§ 抜粋本文:
..........

♡大人になれない子供♡ |
2004年01月28日(水) |
私にはお兄ちゃんがいる。4つ年上で、大学からは横浜へ移住してしまったので、私が中学3年生の時からずっと離れ離れで生活している。そのため、私の中におけるお兄ちゃんのイメージは今だに当時のままでストップしている。何かと難しい思想を抱いていたお兄ちゃんは、ちょっと変わっていて異端的な独特性を持っていた。例えるならば、ヘルマン・ヘッセの『車輪の下』という小説の主人公のような感受性の強い少年であった。
お兄ちゃんは中学までは優等生で誰からも好かれるような従順で素直な少年であった。しかし、思春期に入り、ペットとして可愛がっていたセキセイインコの死をきっかけに、お兄ちゃんの中で大きな異変が生じたようだ。それ以来、愛敬のある笑顔は一切見られなくなり、食事以外は自分の部屋に閉じこもりっ放しで話しかけるのも怖くて両親でさえできないほどであった。そう、お兄ちゃんにはいつも気を遣ってばかりだった。

..........

§ 資料一覧:
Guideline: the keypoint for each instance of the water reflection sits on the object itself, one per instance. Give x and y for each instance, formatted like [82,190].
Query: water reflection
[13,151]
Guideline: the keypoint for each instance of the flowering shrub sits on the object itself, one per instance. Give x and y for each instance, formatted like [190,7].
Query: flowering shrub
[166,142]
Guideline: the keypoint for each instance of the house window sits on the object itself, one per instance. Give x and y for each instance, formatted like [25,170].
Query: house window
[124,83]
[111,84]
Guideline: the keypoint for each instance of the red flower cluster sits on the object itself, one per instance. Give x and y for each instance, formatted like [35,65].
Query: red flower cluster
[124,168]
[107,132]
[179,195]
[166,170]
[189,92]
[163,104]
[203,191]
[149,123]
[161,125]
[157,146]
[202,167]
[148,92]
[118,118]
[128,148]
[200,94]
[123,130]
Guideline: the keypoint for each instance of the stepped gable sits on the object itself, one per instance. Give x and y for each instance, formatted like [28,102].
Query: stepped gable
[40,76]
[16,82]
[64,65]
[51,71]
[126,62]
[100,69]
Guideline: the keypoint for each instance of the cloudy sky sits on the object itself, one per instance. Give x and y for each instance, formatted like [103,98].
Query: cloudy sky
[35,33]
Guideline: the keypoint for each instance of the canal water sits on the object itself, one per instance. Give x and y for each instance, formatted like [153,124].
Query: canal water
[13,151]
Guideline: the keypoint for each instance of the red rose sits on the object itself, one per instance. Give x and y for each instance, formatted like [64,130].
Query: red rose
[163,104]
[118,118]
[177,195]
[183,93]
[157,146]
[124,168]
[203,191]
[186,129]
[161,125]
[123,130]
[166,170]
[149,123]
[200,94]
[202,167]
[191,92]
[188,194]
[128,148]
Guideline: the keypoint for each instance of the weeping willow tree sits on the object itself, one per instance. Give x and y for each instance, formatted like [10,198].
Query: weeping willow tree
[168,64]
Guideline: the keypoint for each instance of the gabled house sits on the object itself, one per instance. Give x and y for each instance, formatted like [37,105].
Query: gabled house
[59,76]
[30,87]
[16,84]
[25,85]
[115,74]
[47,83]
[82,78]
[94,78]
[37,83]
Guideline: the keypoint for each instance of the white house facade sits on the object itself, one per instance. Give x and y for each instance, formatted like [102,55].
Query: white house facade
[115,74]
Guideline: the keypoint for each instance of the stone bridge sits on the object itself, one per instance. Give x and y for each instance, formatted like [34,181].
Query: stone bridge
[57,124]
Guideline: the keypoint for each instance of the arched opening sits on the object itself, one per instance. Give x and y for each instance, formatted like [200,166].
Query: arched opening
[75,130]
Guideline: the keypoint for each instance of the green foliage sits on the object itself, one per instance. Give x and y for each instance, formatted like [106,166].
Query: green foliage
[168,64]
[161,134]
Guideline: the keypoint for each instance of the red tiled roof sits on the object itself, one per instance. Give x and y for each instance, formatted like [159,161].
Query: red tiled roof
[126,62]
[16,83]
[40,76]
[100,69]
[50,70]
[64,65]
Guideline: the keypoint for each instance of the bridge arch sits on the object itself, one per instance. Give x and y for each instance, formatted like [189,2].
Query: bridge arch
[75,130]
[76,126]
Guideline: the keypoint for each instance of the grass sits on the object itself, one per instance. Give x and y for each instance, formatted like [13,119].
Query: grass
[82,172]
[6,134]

..........

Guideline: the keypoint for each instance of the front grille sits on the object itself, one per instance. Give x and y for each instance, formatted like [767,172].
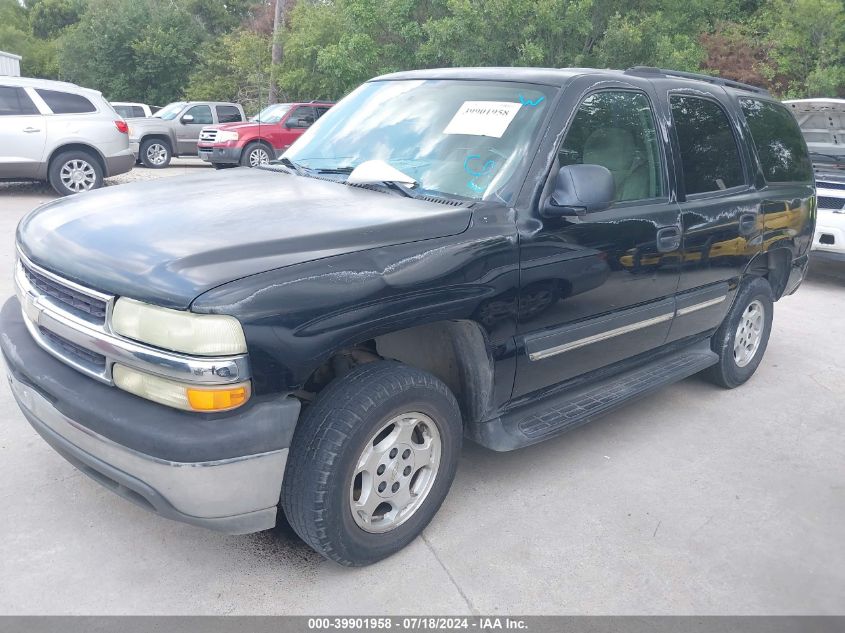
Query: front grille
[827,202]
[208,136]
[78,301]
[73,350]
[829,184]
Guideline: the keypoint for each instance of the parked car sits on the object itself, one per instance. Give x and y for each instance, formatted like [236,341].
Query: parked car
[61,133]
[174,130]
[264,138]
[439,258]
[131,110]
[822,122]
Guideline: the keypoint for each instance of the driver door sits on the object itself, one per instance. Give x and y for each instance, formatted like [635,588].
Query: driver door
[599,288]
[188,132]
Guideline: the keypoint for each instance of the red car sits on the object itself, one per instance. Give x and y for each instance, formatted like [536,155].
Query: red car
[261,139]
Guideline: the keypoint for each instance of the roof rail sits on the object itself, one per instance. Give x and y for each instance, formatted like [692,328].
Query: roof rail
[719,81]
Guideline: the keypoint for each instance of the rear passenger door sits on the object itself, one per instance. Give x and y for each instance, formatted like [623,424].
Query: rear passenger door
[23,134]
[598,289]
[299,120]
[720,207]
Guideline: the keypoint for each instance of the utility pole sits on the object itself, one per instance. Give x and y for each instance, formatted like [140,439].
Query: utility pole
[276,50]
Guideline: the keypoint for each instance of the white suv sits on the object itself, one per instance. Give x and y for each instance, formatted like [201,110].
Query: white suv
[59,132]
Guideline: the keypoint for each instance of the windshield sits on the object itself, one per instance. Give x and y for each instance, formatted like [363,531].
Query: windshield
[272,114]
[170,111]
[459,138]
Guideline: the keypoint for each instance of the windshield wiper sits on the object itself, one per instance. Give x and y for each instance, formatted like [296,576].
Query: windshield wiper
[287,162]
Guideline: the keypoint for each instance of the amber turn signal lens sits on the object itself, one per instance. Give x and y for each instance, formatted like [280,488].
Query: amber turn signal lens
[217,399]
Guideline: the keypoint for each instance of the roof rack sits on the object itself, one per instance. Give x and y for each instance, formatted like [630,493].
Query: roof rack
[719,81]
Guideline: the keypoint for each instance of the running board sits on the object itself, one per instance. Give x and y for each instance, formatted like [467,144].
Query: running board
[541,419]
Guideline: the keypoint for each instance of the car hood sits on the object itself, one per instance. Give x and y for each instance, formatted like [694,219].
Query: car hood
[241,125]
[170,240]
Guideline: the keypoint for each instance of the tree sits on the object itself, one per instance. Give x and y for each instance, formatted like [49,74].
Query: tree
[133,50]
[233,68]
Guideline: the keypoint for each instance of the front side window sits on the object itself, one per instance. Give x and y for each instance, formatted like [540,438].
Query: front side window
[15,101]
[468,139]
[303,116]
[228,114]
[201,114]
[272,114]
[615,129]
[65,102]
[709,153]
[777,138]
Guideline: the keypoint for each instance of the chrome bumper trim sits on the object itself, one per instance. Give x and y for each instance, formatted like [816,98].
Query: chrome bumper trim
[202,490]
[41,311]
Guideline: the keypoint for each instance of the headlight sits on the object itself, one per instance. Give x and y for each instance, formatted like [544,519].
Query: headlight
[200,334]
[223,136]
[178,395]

..........

§ 課題一覧:
1. 兄についての日記によると、兄の中で大きな異変が生じたきっかけは何だったか。
2. 兄についての日記を、最後の文の後から書き継いでください。

§ 解答一覧:
1. ペットとして可愛がっていたセキセイインコの死。

2.
私はよくお兄ちゃんが学校へ行っている間にこっそりと部屋の中へ入り込み、本棚や机の上などを物色していた。お兄ちゃんが描いていた日記や小説、デッサンや油絵などはどれも芸術性を帯びていて、私には理解不能で難しい要素もあったが、私はありのままのお兄ちゃんを知る事に喜びを感じていた。「お兄ちゃんと結婚したい」と幼い頃から想い続けていた私にとって、お兄ちゃんは今でも尊敬すべき唯一の人間なのだ。
ある日、お兄ちゃんは家出をした。高校の夏休みの補習期間に「行ってきます」と言ってそのまま帰ってこなかったのだ。部屋の机の上には置き手紙が残されていて、その内容は学校に対する反発や自由への憧憬が綴られていた。お兄ちゃんは一体何が原因でそんなにも一人で苦悩していたのだろう…今となっては同じ屋根の下で生活していながら理解してあげる事ができなかった事に対して悔しさでいっぱいである。その晩、千葉の親戚の家から「お兄ちゃんがやって来た」という電話があった。家族みんながほっとした。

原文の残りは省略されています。